*What this exercise asks*.
1/ In the Flink upgrade thread, rewrite the paragraph beginning "What you mention is a little tricky" as a brief list that keeps its main facts.
2/ From the Flink upgrade thread, transcribe the part that opens with the words containing "On Fri, Aug 27, 2021 at 5:32" and closes with "same Flink cluster?".

*Text provided*.

———

Re: Queries regarding Flink upgrade strategies

Posted by Amit Bhatia <bh...@gmail.com>.
Hi Matthias,

What you mention is a little tricky. When we create a new cluster it will
have its own volume (PVC)  so sending savepoint/checkpoint data from volume
(PVC) of the older cluster to the newer cluster is a manual task. Also not
sure if savepoint/checkpoint data needs to be copied to the newer flink
cluster before flink starts. This approach is more like a blue/green
upgrade strategy.

I wanted to understand if Flink supports rollingUpdate where we update
Taskmanager and Jobmanager pods one by one and its impact when during
upgrade Jobmanagers & Taskmanger pods are on different  versions. Also the
impact of recreate strategy in the same context.

Regards,
Amit

On Fri, Aug 27, 2021 at 5:32 PM Matthias Pohl <ma...@ververica.com>
wrote:

> The upgrade approach mentioned in my previous answer should also work in
> the context of k8s and pods: Creating a Flink cluster having the newer
> version should be done before migrating the job using a savepoint. But
> maybe, I misunderstand your question. Do you have something in mind where
> you upgrade each pod individually, i.e. operating TaskManagers and
> JobManagers with different Flink versions in the same Flink cluster?
>
> Best,
> Matthias
>
> On Fri, Aug 27, 2021 at 11:05 AM Amit Bhatia <bh...@gmail.com>
> wrote:
>
>> Hi Matthias,
>>
>> Thanks for the information but this upgrade is looking like on native
>> (physical/virtual) deployment.
>> I want to understand the upgrade strategies on kubernetes deployments
>> where Flink is running in pods. If you could help in that area it would be
>> great.
>>
>> Regards,
>> Amit Bhatia
>>
>> On Thu, Aug 26, 2021 at 5:25 PM Matthias Pohl <ma...@ververica.com>
>> wrote:
>>
>>> Hi Amit,
>>> upgrading Flink versions means that you should stop your jobs with a
>>> savepoint first. A new cluster with the new Flink version can be deployed
>>> next. Then, this cluster can be used to start the jobs from the previously
>>> created savepoints. Each job should pick up the work from where it stopped.

———

*Material provided*.
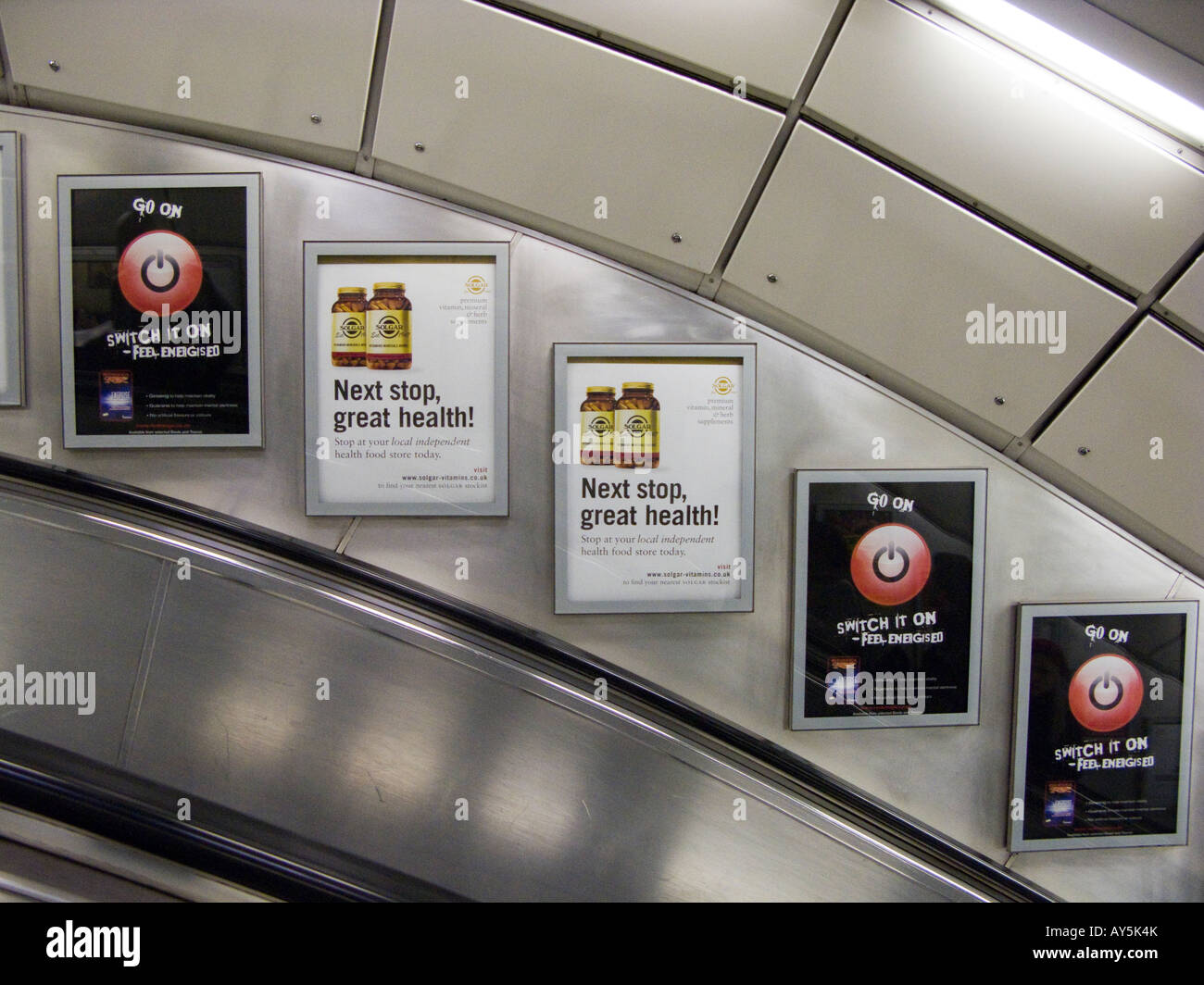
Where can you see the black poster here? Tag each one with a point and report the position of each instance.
(1103, 699)
(887, 599)
(160, 309)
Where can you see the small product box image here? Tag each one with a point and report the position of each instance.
(653, 457)
(406, 411)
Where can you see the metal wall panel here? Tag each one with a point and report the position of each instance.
(1186, 296)
(901, 287)
(72, 605)
(766, 41)
(552, 124)
(1150, 388)
(275, 65)
(1015, 137)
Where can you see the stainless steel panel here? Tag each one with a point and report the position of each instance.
(550, 124)
(767, 43)
(72, 605)
(558, 804)
(902, 285)
(1150, 388)
(1186, 296)
(257, 68)
(1014, 136)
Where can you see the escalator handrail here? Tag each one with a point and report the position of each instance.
(837, 795)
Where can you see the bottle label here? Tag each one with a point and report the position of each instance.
(637, 435)
(388, 331)
(597, 433)
(347, 333)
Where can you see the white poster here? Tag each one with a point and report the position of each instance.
(654, 493)
(406, 376)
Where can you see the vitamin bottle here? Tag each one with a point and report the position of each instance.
(389, 336)
(637, 428)
(348, 335)
(597, 425)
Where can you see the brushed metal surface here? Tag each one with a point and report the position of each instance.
(1014, 136)
(72, 605)
(902, 285)
(552, 124)
(273, 67)
(770, 44)
(1150, 388)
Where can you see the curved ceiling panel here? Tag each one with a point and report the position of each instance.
(275, 65)
(1010, 134)
(887, 268)
(569, 131)
(767, 43)
(1140, 419)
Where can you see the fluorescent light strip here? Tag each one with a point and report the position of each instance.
(1084, 64)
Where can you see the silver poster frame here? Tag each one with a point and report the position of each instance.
(1024, 616)
(803, 481)
(252, 183)
(316, 337)
(12, 380)
(669, 352)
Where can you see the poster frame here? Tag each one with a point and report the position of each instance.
(316, 339)
(564, 420)
(252, 182)
(803, 480)
(1026, 613)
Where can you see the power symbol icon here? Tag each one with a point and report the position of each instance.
(1100, 688)
(896, 557)
(157, 259)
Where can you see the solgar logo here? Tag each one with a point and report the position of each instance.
(1019, 328)
(70, 941)
(350, 329)
(386, 328)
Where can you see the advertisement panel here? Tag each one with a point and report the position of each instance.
(654, 459)
(887, 597)
(159, 299)
(406, 379)
(1103, 725)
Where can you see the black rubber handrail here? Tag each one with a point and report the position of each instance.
(846, 801)
(70, 789)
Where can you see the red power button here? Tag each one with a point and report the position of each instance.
(1106, 692)
(157, 268)
(890, 564)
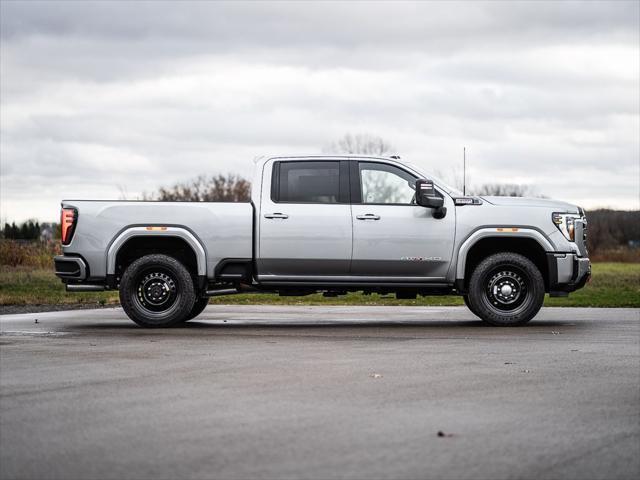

———

*Exercise results*.
1/
- A new cluster has its own volume (PVC), so moving savepoint/checkpoint data from the older cluster's volume to the newer cluster is a manual task.
- It is uncertain whether the savepoint/checkpoint data must be copied to the newer Flink cluster before Flink starts.
- The approach resembles a blue/green upgrade strategy.

2/
On Fri, Aug 27, 2021 at 5:32 PM Matthias Pohl <ma...@ververica.com>
wrote:

> The upgrade approach mentioned in my previous answer should also work in
> the context of k8s and pods: Creating a Flink cluster having the newer
> version should be done before migrating the job using a savepoint. But
> maybe, I misunderstand your question. Do you have something in mind where
> you upgrade each pod individually, i.e. operating TaskManagers and
> JobManagers with different Flink versions in the same Flink cluster?